TASK OBJECTIVE
Format the entries below as a numbered list, starting at the line that contains "Labeling batch C. For the image above, tag the red short-sleeved" and ending at the last line of the entries, with blank lines omitted.

DATA LINES
▬▬▬▬▬▬▬▬▬▬
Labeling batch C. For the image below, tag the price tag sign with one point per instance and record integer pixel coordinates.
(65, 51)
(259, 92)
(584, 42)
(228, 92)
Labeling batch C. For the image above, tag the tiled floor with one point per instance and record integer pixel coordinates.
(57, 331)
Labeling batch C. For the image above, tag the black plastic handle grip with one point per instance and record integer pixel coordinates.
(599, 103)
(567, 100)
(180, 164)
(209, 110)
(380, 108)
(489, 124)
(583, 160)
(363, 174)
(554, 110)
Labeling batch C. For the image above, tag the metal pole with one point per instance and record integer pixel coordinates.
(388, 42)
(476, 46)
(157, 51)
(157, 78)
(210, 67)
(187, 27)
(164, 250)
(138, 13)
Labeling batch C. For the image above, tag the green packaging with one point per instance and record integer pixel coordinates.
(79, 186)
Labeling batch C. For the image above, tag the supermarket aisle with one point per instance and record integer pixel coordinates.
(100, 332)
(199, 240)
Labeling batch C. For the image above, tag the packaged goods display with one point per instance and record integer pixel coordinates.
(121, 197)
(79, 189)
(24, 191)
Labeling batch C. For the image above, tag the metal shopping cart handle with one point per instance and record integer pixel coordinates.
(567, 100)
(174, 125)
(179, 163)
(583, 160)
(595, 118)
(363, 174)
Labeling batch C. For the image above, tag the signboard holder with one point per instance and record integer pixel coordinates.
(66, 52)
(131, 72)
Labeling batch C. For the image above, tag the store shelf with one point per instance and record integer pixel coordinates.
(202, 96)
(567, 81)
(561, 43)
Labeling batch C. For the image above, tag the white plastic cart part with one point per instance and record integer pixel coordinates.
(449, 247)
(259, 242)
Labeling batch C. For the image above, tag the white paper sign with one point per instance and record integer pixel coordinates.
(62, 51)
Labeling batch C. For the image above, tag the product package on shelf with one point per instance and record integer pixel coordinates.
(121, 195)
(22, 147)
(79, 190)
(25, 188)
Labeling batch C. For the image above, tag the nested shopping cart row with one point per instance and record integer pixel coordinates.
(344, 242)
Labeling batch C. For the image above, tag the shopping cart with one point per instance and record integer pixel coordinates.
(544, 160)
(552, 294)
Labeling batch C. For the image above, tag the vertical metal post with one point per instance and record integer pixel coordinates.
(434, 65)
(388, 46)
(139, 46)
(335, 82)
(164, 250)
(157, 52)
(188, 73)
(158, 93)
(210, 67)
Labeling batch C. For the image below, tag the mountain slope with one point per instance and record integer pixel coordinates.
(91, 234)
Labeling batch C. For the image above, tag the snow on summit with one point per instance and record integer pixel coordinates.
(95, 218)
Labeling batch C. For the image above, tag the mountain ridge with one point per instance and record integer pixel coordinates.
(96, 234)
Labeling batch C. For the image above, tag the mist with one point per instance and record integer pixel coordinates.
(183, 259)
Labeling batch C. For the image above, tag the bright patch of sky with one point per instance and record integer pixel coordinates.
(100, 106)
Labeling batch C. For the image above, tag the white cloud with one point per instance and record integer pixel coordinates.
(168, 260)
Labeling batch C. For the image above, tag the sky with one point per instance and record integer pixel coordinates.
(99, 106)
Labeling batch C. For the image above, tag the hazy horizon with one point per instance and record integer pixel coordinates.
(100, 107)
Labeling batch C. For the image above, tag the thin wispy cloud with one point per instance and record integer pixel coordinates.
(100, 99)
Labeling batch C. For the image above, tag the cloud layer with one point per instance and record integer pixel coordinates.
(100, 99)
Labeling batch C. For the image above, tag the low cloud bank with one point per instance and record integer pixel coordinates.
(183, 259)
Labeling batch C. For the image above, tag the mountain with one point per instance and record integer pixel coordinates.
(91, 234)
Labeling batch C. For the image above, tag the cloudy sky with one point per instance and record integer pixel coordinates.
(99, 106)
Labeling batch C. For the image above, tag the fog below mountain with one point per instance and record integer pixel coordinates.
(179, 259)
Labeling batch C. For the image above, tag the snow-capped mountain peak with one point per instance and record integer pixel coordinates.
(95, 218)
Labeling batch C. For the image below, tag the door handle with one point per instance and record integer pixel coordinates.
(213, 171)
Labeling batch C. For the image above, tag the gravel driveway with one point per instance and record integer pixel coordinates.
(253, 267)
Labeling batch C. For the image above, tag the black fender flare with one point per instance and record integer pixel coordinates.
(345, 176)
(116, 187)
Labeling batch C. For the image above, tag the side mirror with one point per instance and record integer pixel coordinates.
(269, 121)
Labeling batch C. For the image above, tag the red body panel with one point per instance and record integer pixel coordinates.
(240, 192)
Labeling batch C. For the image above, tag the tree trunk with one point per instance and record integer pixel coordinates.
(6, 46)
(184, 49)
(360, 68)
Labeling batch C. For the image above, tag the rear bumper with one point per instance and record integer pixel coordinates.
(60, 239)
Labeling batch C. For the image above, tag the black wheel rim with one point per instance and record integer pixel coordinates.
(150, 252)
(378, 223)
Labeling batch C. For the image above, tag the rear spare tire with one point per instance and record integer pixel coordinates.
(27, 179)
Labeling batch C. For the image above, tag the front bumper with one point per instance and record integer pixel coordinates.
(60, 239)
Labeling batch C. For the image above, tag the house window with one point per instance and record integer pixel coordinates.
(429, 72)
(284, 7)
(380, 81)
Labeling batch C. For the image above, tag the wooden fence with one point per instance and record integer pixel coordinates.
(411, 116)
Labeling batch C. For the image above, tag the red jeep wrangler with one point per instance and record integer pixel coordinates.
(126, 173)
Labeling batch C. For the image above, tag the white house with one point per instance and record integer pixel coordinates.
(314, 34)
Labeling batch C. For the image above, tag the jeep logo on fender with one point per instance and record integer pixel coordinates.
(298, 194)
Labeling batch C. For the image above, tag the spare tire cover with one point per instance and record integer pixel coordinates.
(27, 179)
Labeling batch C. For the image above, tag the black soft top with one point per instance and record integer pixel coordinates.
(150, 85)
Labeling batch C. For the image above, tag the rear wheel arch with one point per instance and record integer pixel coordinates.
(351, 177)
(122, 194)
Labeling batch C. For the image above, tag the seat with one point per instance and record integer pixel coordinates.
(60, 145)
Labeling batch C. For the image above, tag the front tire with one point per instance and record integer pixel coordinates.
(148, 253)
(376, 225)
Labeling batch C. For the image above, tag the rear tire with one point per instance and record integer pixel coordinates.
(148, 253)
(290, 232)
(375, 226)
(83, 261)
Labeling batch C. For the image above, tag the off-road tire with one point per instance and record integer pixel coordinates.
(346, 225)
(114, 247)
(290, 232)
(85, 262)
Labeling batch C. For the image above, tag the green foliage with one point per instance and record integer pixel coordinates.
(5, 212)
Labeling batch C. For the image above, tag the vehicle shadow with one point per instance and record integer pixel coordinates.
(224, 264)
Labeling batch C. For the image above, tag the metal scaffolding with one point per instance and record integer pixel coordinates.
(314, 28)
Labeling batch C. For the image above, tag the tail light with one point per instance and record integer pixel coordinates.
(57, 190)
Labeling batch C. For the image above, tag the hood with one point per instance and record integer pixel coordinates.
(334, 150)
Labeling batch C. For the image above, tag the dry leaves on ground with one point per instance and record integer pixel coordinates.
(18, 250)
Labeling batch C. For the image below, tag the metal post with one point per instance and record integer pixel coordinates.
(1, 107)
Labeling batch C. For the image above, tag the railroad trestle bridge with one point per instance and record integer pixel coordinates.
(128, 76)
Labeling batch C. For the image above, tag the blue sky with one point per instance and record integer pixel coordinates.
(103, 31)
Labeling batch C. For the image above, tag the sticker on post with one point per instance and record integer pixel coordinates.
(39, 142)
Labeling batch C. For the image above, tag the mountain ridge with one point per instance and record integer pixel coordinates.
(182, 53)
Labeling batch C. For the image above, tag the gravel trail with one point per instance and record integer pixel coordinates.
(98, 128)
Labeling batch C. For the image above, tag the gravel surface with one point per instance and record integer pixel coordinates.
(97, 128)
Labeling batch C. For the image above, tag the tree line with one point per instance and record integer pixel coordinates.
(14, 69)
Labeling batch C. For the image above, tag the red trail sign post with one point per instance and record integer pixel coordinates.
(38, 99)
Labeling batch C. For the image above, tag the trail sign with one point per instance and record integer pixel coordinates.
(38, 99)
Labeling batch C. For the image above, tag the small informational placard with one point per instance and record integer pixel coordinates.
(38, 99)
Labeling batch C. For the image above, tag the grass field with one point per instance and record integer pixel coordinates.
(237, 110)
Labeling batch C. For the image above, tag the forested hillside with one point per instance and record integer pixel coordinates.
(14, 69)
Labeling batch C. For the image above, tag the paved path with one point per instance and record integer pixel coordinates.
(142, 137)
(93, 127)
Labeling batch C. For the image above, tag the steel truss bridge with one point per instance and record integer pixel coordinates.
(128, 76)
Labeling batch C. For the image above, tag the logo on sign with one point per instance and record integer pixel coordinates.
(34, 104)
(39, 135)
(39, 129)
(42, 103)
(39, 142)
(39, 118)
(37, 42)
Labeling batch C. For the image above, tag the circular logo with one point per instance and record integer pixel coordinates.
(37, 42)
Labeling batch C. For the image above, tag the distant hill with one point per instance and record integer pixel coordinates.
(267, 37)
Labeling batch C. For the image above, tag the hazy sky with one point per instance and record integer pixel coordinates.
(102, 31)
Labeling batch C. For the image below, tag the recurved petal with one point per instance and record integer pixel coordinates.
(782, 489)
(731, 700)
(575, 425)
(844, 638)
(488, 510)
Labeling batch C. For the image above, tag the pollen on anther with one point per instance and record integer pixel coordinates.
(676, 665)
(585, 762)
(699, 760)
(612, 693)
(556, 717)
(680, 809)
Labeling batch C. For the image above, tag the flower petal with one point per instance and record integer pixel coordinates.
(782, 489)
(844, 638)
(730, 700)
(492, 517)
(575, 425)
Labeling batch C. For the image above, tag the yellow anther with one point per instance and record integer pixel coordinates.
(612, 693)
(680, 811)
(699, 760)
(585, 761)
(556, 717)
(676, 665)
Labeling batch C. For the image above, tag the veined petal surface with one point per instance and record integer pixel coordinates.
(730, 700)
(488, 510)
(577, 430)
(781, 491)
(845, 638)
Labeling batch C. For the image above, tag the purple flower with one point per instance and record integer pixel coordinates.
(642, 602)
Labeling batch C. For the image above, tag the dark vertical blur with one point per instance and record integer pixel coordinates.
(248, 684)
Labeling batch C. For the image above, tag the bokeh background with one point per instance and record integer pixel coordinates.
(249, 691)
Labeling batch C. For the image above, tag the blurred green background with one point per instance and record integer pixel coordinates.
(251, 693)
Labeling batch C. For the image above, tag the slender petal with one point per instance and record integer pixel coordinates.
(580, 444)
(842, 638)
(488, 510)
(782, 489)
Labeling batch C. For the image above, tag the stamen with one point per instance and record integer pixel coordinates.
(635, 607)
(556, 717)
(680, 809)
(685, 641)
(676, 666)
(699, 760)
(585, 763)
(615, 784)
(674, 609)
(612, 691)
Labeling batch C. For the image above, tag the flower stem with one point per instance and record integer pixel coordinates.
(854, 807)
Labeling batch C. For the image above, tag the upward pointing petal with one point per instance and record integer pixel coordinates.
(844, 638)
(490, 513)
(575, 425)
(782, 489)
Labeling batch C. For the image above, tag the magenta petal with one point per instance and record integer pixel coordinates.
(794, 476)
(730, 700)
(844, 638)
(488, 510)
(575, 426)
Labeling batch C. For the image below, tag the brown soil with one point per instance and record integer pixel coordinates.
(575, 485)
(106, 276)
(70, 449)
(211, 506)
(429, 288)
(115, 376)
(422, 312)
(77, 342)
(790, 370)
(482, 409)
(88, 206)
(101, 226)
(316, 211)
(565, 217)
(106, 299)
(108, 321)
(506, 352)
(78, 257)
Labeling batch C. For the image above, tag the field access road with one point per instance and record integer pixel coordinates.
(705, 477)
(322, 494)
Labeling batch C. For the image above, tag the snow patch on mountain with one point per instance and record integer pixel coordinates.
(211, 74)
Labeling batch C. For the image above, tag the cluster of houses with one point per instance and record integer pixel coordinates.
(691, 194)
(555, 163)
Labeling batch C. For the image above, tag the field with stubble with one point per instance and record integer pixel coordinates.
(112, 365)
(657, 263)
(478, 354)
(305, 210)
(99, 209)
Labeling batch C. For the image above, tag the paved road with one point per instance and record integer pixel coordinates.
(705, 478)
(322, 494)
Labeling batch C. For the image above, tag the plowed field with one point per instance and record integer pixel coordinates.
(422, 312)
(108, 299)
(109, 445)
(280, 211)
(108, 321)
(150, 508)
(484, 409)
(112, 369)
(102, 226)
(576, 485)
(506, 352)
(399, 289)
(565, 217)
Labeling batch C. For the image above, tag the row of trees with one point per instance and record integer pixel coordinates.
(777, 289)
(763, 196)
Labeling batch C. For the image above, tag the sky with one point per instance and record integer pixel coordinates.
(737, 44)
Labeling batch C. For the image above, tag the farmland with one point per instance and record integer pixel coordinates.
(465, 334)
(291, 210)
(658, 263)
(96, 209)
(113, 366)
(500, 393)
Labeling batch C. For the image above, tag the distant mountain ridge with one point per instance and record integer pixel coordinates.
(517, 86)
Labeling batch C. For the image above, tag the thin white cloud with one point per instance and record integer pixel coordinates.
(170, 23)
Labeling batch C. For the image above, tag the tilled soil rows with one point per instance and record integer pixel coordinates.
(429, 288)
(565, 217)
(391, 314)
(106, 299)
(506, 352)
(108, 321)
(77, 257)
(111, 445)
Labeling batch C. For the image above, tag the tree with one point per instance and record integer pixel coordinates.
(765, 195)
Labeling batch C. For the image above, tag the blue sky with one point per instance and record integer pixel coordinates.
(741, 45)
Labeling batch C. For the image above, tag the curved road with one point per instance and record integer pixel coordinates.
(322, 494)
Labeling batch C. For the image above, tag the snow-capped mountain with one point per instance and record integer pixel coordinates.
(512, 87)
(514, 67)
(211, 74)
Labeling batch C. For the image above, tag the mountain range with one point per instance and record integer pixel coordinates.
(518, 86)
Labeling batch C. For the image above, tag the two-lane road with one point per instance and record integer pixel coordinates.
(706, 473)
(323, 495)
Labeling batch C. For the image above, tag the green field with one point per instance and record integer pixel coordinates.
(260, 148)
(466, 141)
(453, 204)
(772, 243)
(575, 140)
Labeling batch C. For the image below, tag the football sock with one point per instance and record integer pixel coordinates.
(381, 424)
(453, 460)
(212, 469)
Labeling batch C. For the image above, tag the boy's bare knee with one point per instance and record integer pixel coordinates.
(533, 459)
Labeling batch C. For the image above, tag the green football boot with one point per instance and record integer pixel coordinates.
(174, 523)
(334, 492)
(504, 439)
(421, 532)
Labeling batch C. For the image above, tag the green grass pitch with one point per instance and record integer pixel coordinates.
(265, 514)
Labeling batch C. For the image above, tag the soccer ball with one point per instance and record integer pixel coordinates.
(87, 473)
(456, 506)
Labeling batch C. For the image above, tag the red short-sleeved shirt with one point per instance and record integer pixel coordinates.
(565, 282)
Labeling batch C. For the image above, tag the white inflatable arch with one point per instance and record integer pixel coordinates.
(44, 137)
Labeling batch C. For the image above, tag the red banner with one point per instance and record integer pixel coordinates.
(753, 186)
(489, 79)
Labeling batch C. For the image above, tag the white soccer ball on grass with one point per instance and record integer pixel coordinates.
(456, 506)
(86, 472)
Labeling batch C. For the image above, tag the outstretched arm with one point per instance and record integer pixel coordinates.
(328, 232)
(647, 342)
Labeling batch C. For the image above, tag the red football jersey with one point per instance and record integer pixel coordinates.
▬▬▬▬▬▬▬▬▬▬
THE OUTPUT
1. Labeling batch C. For the image above, tag the red short-sleeved shirt with one point per instance and record integer pixel coordinates.
2. (565, 282)
3. Labeling batch C. For the image above, tag the white inflatable arch with one point per instance and record integer pixel coordinates.
4. (44, 137)
5. Labeling batch C. For the image above, tag the red banner with one point per instance and record integer pixel coordinates.
6. (753, 186)
7. (489, 79)
8. Labeling batch C. For the image above, tag the white soccer ball on grass with one point per instance and record integer pixel coordinates.
9. (456, 506)
10. (86, 472)
11. Labeling batch C. For the image above, tag the outstretched arm with one point per instance and record integer pixel coordinates.
12. (328, 232)
13. (647, 342)
14. Labeling batch C. For the image above, tag the red football jersey with one point per instance and record integer pixel coordinates.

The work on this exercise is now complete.